• Position identification records:
*****

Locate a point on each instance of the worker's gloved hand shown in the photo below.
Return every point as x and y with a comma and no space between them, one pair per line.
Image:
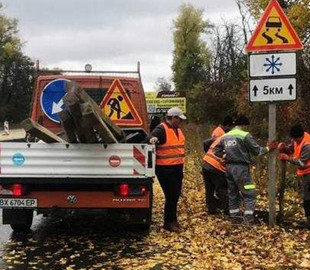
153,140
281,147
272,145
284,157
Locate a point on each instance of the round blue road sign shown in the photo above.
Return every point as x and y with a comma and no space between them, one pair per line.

*****

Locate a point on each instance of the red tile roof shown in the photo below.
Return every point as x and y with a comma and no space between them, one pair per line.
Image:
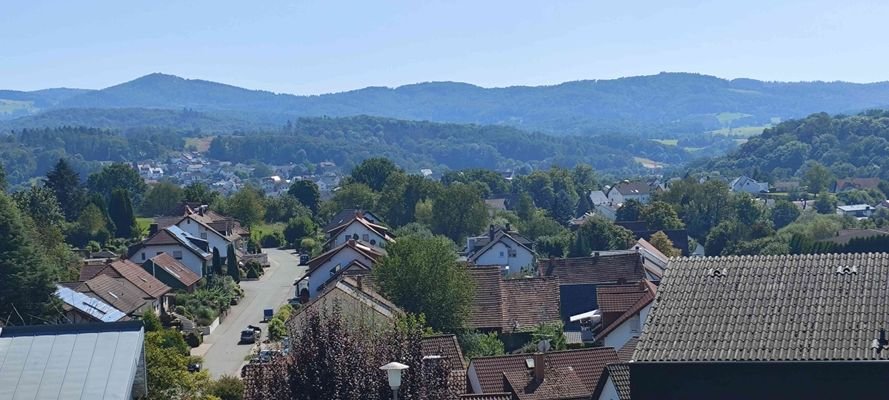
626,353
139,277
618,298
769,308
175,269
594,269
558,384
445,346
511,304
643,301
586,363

*****

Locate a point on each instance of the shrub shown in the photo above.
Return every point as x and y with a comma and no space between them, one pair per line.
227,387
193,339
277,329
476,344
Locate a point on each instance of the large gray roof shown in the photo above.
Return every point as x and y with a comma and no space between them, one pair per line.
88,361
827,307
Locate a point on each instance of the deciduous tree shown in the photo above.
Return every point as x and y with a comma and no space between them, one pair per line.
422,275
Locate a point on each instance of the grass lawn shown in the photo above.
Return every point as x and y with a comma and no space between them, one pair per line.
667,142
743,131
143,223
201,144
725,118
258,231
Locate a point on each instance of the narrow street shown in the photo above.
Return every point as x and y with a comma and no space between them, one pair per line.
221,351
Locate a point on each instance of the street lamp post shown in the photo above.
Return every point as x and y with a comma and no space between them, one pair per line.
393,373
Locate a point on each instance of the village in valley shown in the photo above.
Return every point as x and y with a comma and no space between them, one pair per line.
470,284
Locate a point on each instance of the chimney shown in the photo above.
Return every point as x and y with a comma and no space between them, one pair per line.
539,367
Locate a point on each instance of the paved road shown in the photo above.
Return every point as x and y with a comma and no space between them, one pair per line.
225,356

*****

• Aim of the exercise: Please count the lines above that contain the word "each" and give only the total.

• Task answer: 12